- _Given passage_:
= Beginning of Section =

Continuing the theme from the recent academic article (Hurlbert,
S.H., Lombardi, C.M. (2009) Final collapse of the Neyman-Pearson
decision-theoretic framework and the rise of the neoFisherian. Annales
Zoologici Fennici (http://www.sekj.org/PDF/anz46-free/anz46-311.pdf - no
printing/editing allowed), 46, 5, 311-349.) …
Take a look at an essay (it’s free access) entitled: Odds
are: It’s wrong. Science fails to face the shortcomings of statistics.
http://www.sciencenews.org/view/feature/id/57091/title/Odds_Are%2C_Its_Wrong
in the weekly magazine – Science News.
But, look also at this bit on meta analysis in the same article:
“More recently, epidemiologist Charles Hennekens and
biostatistician David DeMets have pointed out that combining small studies in a
meta-analysis is not a good substitute for a single trial sufficiently large to
test a given question. “Meta-analyses can reduce the role of chance in
the interpretation but may introduce bias and confounding,” Hennekens and
DeMets write in the Dec. 2 Journal of the American Medical Association.
“Such results should be considered more as hypothesis formulating than as
hypothesis testing.”

= End of Section =

- _Provided data_:
= Beginning of Section =

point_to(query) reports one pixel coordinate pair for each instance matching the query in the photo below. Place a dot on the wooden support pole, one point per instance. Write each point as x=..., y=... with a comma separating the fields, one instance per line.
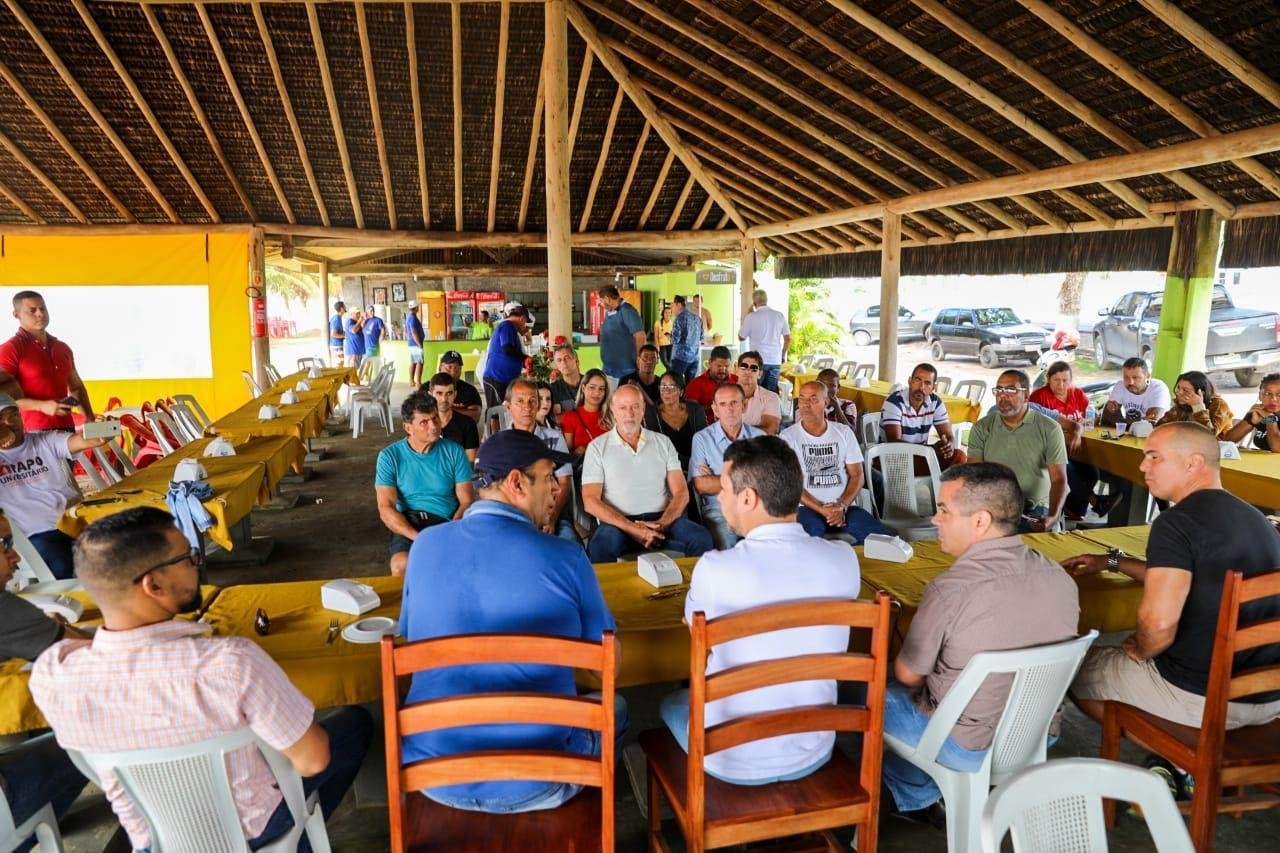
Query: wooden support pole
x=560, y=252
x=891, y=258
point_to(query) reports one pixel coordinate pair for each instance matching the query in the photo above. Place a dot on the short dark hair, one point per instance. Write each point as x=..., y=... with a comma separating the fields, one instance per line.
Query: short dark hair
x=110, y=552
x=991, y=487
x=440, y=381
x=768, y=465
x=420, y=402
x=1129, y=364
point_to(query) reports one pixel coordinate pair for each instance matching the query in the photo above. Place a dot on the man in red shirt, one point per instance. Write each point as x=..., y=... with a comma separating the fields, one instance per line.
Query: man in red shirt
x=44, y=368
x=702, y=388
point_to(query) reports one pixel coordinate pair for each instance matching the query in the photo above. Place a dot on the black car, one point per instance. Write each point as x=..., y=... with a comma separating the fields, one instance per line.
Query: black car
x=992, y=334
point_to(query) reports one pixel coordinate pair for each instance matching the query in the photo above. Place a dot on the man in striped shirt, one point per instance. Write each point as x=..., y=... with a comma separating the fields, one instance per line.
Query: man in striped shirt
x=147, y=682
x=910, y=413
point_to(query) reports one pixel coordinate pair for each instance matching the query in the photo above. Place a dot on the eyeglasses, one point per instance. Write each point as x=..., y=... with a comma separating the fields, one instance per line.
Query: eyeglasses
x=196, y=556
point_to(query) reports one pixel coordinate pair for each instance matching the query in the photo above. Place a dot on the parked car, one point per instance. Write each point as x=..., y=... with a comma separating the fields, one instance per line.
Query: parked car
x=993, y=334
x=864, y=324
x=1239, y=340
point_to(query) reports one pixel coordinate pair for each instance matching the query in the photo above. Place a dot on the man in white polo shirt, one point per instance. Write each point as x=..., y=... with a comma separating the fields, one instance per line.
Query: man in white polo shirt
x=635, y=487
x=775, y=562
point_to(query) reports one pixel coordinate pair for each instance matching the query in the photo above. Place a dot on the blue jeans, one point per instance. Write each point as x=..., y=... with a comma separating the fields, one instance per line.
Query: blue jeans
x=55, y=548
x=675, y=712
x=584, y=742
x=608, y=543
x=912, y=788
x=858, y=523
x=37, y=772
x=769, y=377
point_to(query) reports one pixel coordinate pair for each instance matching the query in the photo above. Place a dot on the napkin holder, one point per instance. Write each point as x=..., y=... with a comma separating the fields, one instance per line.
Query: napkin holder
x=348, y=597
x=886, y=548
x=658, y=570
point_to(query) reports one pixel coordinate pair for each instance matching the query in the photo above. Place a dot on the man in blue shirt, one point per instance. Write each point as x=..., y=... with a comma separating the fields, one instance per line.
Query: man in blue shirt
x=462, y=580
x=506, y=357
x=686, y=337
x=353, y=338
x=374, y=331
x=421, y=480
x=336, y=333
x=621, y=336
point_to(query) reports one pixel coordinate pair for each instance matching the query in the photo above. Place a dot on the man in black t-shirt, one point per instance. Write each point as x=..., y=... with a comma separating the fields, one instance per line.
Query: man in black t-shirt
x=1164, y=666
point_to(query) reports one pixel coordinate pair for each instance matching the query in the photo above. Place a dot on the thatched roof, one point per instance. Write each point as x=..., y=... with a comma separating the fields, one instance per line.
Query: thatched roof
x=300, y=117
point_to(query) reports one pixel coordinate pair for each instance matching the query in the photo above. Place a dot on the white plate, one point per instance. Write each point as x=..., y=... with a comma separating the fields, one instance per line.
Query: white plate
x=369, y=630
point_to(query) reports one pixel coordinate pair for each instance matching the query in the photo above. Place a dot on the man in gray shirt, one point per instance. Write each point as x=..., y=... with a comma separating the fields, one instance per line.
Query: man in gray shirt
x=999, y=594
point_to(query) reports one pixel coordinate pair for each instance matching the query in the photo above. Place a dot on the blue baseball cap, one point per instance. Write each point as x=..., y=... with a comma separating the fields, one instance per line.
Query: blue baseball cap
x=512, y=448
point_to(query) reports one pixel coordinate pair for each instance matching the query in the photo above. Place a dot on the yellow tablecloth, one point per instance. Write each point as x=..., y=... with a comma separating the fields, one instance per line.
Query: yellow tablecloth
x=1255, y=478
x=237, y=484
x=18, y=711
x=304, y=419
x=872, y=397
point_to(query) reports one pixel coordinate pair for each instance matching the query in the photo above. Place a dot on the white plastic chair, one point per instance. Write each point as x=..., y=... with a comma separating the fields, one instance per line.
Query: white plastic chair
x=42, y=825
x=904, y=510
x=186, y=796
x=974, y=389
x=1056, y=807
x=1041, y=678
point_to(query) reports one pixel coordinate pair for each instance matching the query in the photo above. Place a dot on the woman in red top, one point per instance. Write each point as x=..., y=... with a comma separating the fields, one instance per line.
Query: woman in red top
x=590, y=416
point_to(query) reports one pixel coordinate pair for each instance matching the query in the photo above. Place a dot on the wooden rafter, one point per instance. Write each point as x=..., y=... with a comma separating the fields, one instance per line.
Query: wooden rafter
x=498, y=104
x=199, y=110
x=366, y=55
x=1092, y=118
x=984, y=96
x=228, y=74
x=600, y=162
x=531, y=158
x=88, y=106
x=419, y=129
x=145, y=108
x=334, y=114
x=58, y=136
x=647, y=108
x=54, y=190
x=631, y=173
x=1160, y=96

= End of Section =

- _Tasks to complete_:
A – According to the passage on statistics, who pointed out that combining small studies in a meta-analysis is not a good substitute for a single large trial?
B – Say whether each statement agrees with the passage on statistics, and quote the words that decide it.
(i) The Science News essay is free to read.
(ii) The PDF of the Annales Zoologici Fennici article may be printed.
(iii) Hennekens and DeMets say meta-analysis results should be seen more as hypothesis testing than as hypothesis formulating.
The listing is separate material and has nothing to do with the passage on statistics.

- _Answers to the exercise_:
A – Epidemiologist Charles Hennekens and biostatistician David DeMets.

B –
(i) Yes: "it’s free access"
(ii) No: "no printing/editing allowed"
(iii) No: "Such results should be considered more as hypothesis formulating than as hypothesis testing."